**Available data**
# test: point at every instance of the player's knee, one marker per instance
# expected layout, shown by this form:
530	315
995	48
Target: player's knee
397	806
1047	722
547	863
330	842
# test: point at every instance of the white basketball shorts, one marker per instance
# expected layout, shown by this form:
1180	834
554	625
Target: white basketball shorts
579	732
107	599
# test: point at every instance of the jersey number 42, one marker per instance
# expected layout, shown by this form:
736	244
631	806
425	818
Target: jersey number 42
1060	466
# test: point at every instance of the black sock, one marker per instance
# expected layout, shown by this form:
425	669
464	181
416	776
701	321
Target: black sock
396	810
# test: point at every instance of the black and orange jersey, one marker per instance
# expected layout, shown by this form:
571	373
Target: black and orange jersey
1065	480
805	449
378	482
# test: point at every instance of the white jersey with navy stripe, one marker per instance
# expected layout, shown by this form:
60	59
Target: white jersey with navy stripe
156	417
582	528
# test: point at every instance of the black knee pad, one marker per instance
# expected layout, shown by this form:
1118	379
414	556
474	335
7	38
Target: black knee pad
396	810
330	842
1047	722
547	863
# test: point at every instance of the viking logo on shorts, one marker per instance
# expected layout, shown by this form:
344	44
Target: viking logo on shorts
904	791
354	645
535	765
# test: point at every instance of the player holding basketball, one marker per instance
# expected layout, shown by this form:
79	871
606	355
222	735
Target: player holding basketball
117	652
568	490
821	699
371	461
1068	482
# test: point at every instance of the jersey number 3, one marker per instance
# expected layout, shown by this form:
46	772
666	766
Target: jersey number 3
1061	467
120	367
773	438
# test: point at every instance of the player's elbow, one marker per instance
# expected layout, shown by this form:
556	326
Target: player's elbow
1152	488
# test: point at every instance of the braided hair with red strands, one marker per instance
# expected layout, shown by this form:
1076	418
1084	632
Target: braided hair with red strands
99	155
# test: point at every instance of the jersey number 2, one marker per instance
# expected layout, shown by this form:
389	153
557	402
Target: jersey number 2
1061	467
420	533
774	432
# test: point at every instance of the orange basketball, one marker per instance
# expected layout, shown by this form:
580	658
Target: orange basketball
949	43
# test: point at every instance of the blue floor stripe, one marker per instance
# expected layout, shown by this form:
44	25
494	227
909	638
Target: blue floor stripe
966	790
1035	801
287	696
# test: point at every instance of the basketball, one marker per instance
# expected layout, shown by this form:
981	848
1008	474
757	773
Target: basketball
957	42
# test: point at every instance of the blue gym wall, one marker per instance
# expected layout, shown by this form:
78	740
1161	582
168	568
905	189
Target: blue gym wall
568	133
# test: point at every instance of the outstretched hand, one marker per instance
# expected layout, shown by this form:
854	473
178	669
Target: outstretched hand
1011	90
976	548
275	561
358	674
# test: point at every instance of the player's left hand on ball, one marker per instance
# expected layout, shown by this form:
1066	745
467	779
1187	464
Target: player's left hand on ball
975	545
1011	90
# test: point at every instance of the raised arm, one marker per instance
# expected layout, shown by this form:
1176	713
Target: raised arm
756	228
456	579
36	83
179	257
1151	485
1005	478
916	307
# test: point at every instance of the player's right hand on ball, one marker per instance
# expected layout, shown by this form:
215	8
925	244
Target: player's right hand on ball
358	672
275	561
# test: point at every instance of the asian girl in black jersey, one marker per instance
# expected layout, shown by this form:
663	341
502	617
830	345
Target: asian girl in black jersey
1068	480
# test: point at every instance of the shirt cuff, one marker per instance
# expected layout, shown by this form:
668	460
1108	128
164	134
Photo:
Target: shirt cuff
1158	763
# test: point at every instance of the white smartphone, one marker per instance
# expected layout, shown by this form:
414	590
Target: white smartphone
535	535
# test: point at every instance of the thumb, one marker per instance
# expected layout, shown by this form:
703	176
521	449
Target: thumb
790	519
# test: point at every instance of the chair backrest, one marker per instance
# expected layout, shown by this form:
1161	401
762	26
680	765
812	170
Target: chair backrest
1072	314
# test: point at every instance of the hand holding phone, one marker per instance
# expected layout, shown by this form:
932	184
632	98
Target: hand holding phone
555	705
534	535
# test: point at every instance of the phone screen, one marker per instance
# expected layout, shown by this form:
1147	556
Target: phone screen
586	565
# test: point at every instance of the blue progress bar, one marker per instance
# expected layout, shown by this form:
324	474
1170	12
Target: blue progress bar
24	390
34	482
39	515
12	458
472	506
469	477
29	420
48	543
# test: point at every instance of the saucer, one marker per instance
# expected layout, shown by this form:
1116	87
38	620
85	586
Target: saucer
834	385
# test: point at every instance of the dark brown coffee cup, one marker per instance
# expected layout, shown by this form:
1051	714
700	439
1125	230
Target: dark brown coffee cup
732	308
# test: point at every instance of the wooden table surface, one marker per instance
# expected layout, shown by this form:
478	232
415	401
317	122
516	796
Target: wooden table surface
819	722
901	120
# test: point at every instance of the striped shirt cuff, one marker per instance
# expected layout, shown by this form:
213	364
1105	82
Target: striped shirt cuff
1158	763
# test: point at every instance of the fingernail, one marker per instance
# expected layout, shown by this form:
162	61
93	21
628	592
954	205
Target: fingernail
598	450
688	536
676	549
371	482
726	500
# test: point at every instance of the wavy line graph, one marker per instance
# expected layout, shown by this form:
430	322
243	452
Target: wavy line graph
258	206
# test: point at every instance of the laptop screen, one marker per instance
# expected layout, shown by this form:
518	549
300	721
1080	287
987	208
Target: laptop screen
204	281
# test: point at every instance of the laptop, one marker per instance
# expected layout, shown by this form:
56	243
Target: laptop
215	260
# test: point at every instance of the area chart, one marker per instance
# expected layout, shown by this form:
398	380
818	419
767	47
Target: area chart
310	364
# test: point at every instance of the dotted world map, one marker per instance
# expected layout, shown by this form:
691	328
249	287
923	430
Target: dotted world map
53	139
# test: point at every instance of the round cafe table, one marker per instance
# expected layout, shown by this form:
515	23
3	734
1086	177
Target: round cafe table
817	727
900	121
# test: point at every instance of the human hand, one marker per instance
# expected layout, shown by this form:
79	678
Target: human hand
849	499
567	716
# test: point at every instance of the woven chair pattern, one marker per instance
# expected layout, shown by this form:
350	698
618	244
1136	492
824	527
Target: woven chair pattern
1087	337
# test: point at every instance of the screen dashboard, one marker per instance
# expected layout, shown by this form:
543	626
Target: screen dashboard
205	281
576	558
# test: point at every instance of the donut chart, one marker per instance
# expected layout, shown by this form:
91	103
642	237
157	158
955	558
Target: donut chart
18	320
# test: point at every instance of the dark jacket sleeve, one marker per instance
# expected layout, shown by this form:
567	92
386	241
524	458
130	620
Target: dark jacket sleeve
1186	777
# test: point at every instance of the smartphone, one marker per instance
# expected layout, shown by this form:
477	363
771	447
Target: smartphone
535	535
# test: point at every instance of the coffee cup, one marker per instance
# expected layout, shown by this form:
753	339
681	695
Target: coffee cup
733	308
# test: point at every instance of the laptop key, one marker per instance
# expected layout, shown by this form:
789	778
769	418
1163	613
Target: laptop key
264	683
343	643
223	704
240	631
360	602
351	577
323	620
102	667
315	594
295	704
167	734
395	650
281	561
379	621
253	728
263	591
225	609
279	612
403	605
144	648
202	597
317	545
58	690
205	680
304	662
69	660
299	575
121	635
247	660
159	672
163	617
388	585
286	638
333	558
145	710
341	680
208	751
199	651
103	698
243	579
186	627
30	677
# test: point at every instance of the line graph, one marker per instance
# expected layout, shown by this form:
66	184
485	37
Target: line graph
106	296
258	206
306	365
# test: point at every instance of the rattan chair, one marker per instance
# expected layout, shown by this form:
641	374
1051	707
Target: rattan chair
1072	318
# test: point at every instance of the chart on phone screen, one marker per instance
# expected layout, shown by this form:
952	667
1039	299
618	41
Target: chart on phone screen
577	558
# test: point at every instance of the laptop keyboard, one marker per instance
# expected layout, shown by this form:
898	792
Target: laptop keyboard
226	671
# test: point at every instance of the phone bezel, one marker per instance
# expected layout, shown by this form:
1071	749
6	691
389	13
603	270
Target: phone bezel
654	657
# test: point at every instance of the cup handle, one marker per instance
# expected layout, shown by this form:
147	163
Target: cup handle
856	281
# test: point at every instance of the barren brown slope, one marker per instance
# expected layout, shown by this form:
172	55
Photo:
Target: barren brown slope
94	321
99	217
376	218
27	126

**Task to complete**
Transcribe exactly, please, the lines from the one with "# test: point at every instance of the laptop keyboard, one" to the last line of the entries above, ends included.

**Response to this task**
# test: point at every instance of the laptop keyboard, one marker per instance
# expected layout, shown by this form:
898	792
Target: laptop keyboard
226	671
# test: point at every instance of the phone bezel, one marker per instance
# expected layout, shown by this form:
1071	749
6	691
389	13
603	270
Target: phone bezel
654	657
# test: point at every instance of the cup handle, one marker per instance
# expected layout, shown by this form:
147	163
Target: cup handle
856	281
# test: point at every instance of the barren brown slope, one marker per instance
# expected layout, shown by this form:
172	55
Photo:
Target: barren brown slope
94	321
99	217
376	218
27	126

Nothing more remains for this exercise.